- [GOAL OF THE EXERCISE] Could you resume the article on the J Street poll of American Jews' views of President Obama, picking up right after its final sentence?

- [TEXT SEGMENT]
|---|
Despite recent tension with Israel, President Obama’s approval ratings have remained consistently high among American Jews, according to a new J Street poll. He was viewed favorably by 62% in March compared to 64% in October, 2009. That is true even though Americans as a whole are less enamored of him than they used to be. Other poll data show a rising confidence that the country is on the right track under Obama.
The poll was taken on March 17th through 19th, about a week after the firestorm that erupted when Vice President Biden’s trip to Israel was greeted by an announcement of settlement construction in East Jerusalem. Apparently none of the squabbling diminished most American Jews’ affection for Obama.
That should be encouraging news to the Administration as it tries to stop the folly of Israeli settlement construction and preserve the chance, however slim, for peace talks that accomplish something. Another tidbit from that poll should also be encouraging: when respondents were asked to choose the top two issues they will use to decide their 2010 Congressional votes, Israel ranked 7th. It was deemed to be less important than the economy, health care, the deficit and government spending, Social Security and Medicare, and terrorism and national security. Israel was given the same ranking as the wars in Iraq and Afghanistan. Only 10% of the respondents chose Israel as one of their top two issues.
|---|
- [SUPPLIED RECORDS]
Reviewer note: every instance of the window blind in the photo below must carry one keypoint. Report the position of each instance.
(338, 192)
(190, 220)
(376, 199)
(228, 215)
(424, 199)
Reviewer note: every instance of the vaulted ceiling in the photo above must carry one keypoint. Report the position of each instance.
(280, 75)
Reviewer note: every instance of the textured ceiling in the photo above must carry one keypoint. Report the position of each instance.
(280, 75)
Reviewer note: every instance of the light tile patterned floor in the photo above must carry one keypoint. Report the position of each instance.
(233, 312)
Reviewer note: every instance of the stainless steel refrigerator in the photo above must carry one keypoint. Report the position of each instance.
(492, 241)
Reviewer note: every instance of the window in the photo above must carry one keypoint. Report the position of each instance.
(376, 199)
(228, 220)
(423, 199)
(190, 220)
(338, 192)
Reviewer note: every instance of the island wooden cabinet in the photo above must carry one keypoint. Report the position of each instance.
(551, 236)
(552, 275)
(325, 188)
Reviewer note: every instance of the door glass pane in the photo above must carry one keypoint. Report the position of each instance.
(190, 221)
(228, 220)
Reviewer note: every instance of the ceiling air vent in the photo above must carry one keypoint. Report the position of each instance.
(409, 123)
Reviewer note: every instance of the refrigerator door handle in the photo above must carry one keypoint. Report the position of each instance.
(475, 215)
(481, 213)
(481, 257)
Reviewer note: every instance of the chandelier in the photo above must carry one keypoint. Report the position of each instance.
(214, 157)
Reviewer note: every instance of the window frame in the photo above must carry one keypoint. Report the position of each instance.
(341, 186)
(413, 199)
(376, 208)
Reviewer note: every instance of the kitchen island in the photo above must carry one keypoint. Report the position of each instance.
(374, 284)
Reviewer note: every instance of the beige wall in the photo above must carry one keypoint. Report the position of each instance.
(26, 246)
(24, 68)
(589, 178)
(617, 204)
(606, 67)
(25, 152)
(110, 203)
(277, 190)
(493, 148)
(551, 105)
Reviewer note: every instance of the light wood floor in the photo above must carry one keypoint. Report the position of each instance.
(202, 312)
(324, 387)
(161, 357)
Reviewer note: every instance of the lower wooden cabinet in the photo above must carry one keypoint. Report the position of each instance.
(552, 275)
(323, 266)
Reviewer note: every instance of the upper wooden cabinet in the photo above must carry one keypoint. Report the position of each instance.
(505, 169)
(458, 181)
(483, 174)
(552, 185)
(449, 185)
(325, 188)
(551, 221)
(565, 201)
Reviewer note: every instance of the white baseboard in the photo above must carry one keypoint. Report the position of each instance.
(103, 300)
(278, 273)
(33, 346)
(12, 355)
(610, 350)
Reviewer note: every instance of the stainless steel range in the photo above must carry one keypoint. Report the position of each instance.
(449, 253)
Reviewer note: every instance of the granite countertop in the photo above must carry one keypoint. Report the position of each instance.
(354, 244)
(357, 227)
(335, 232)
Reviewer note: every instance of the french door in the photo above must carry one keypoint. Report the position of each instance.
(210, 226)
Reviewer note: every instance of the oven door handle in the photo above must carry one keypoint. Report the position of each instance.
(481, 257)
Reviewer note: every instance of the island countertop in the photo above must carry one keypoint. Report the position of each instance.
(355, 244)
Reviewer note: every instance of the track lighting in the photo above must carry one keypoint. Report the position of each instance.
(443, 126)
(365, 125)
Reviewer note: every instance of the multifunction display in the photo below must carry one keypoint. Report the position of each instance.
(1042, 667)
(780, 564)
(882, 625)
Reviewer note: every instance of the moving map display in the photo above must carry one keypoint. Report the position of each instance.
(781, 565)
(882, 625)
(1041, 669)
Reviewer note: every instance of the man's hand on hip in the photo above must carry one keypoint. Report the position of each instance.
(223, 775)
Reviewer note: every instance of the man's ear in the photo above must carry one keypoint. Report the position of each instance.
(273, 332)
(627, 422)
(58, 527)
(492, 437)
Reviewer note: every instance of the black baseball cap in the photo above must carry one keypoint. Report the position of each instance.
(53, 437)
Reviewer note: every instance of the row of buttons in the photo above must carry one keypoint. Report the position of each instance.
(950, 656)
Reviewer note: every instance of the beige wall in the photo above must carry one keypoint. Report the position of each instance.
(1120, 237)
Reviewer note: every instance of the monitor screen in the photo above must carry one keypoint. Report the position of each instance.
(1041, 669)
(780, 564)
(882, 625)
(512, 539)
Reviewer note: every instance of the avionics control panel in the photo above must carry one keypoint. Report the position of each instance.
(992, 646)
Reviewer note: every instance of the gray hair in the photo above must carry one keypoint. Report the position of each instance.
|---|
- [RESPONSE BELOW]
No doubt Obama is hearing warnings about the political costs of even minor tussles with Israel. But while American Jews do have concerns about Israel and its security, their votes are based mainly on the same bread-and-butter issues that other Americans care about.
If health care reform is implemented without too many setbacks, the economy doesn’t do a nosedive and the lunatic fringe keeps vying for control of the Republican party, it seems likely that Obama will retain his popularity with Jewish voters if he stands firm on Israeli settlements in East Jerusalem and elsewhere. More than 70% of American Jews say the U.S. should play an active role in addressing the Israeli-Palestinian conflict even if it means pressuring or publicly disagreeing with both sides, according to the J Street poll. And 55% agree the “U.S. did the right thing by strongly criticizing the Israeli announcement of new housing in East Jerusalem during the Vice President’s visit.”
Of course, the right-wing Jewish minority is making noise, and noise matters to presidents as well as members of Congress. Right now, MJ Rosenberg complains, AIPAC is pushing two Congressional letters urging that there be “no space” between American and Israeli policy. Obama should shrug off those letters and keep his eyes on the prize. Most American Jews will back him.